● WHAT THE TASK REQUIRES
Set out as a numbered list the lines of the records below, from the line containing "of the steep" through the end of the records, with both ends included and blank lines omitted.

(Source data)

** START **

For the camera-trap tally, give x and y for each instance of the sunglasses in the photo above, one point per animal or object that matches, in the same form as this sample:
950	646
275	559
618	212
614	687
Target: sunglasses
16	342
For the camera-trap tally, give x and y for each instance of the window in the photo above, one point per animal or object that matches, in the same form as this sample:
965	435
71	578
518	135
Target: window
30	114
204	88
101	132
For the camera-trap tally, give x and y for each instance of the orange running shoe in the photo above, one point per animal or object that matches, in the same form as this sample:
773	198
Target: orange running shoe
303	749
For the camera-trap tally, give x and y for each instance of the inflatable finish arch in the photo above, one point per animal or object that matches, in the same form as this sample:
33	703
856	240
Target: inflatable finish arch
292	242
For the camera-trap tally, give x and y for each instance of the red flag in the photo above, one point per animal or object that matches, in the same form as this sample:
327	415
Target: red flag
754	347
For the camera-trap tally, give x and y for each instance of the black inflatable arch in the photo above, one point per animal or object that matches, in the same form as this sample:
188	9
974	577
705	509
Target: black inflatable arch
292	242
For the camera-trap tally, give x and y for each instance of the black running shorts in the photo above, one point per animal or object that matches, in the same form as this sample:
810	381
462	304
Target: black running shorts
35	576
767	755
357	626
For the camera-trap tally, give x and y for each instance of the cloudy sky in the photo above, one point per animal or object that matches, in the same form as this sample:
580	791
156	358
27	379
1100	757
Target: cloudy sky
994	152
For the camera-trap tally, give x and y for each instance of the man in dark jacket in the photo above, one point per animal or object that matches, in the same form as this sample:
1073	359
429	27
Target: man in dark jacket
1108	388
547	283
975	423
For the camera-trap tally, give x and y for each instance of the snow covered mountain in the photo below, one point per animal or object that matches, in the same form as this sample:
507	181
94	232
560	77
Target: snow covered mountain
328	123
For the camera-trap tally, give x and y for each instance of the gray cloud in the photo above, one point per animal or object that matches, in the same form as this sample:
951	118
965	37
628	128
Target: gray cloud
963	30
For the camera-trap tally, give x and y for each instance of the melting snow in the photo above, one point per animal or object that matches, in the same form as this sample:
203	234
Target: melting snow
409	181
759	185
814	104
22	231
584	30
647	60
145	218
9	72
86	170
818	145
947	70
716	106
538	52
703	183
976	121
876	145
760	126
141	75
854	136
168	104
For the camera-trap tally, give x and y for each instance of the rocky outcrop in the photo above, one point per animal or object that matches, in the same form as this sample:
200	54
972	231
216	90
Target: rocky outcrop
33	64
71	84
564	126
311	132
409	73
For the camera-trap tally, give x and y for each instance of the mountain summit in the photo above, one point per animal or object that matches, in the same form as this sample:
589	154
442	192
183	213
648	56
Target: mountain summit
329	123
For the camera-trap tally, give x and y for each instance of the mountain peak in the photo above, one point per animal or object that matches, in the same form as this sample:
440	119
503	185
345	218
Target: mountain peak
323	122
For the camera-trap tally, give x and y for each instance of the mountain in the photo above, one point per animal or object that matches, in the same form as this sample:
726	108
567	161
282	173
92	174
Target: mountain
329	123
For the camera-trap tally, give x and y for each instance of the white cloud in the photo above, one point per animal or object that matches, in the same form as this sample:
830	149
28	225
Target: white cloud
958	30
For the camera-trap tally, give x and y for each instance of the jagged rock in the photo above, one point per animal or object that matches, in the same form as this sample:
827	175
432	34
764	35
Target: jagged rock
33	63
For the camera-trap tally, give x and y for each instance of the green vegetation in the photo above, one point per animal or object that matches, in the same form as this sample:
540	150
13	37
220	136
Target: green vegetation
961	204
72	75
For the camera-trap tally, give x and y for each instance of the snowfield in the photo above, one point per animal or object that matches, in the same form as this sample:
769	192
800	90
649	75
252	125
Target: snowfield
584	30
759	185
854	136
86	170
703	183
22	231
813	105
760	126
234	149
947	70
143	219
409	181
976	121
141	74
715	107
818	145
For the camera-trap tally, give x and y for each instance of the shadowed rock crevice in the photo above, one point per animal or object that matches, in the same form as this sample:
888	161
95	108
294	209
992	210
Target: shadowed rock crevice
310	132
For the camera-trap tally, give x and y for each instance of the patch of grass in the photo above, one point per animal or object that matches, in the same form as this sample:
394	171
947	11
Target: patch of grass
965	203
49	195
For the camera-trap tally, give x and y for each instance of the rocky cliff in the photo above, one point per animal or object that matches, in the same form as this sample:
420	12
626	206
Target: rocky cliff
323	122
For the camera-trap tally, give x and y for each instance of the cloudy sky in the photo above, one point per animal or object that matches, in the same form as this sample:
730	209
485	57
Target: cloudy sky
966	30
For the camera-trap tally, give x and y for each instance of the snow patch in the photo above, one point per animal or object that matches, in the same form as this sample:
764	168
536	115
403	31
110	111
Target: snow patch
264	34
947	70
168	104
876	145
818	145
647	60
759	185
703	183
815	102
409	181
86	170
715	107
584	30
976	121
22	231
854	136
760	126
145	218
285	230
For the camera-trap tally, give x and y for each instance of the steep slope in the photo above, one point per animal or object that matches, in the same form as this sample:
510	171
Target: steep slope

** END **

● RESPONSE
1. For the camera-trap tally, give x and y for each instance of the steep slope in the photo above, one point per animal or object that matches, in the same form as this sample:
2. 510	171
3. Target: steep slope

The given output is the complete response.